Stated goal: Take the line that contains "Can you find the person" as the first and the last line of the material as the final one; set down exactly the lines in that span.

Dataset records:

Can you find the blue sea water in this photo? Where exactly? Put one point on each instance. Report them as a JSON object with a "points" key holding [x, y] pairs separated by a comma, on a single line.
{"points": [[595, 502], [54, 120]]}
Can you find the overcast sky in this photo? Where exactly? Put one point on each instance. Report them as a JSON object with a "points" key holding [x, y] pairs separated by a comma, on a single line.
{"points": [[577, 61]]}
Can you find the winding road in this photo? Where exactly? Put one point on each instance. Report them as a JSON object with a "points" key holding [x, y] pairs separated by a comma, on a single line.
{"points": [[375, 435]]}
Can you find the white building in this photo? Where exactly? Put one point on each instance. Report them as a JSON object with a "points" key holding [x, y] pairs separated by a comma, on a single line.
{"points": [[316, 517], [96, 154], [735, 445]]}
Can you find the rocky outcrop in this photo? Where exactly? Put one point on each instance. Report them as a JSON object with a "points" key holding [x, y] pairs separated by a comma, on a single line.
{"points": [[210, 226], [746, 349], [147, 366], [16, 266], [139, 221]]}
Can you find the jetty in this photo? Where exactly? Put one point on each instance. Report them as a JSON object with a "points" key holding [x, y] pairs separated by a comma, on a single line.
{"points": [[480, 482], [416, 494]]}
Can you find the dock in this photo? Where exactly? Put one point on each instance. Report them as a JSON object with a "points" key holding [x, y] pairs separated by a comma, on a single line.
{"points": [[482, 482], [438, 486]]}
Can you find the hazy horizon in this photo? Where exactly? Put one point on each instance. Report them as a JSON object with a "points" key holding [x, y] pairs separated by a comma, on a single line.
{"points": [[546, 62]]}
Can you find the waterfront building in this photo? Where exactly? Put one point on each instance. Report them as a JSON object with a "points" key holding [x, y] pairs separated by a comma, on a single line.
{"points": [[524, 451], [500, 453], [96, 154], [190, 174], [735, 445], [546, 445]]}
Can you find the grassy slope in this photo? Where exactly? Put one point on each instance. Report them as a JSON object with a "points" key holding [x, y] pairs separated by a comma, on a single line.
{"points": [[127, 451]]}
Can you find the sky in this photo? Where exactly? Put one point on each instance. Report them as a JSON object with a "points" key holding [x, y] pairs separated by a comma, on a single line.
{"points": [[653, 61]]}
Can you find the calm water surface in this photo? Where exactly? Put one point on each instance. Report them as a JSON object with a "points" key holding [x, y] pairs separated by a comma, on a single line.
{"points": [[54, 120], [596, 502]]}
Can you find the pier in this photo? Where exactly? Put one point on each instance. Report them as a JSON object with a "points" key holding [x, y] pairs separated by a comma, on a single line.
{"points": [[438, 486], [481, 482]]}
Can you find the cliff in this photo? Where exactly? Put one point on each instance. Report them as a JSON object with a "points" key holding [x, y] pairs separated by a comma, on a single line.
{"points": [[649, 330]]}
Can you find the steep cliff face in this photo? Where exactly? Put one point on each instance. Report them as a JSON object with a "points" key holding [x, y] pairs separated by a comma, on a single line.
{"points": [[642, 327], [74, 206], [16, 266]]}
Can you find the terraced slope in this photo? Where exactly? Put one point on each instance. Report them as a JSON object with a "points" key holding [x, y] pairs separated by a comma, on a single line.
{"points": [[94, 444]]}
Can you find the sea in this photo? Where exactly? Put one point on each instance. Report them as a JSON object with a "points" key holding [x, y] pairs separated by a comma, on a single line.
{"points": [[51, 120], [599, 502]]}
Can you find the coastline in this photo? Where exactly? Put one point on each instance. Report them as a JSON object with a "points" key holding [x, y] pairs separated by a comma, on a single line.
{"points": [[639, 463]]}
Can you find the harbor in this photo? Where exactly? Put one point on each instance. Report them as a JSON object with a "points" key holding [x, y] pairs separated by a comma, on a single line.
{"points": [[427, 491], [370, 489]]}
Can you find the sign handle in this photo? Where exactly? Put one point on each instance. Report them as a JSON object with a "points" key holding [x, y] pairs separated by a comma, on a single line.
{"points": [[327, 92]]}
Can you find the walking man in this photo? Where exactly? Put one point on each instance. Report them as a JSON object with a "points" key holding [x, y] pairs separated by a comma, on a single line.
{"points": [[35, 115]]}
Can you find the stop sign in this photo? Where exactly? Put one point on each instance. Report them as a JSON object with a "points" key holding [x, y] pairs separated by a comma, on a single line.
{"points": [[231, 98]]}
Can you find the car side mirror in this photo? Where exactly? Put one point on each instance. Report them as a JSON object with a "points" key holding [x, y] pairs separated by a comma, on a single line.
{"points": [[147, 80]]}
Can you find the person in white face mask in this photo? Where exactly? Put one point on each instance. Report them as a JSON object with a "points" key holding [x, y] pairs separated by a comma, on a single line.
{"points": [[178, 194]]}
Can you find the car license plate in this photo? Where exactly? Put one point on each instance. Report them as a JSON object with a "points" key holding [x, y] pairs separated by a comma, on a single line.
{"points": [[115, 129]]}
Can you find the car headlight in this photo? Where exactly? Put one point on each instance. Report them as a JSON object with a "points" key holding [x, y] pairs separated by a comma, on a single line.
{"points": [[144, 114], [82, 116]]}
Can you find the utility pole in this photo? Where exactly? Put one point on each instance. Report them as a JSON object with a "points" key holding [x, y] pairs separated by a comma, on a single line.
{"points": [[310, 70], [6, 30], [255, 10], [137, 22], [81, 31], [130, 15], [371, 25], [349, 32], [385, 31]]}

Response to the exercise:
Can you find the person in white face mask in this photo? Where exactly? Put one point on each instance. Report them as a JSON object with a "points" key holding [x, y] pairs separated by a comma, on a single line.
{"points": [[178, 194]]}
Can you find the car license plate in this photo? Where exactly? Put one point on each instance. Report them as a JSON object with a "points" key holding [x, y] pairs separated by a comma, on a single line.
{"points": [[115, 129]]}
Can you find the car headlight in this photo? Where exactly? Put one point on each instance. Report them as a JSON object with a "points" key holding [x, y] pairs separated by a comma, on a single line.
{"points": [[144, 114], [82, 116]]}
Can you find the utility pole in this photo? Where exactly? Put one point on each instance. Report them as a JSON object with a "points" key holding [x, y] pairs separated by a comma, on a single line.
{"points": [[310, 70], [6, 30], [255, 10], [137, 22], [81, 31], [130, 15], [371, 25], [349, 32], [385, 31]]}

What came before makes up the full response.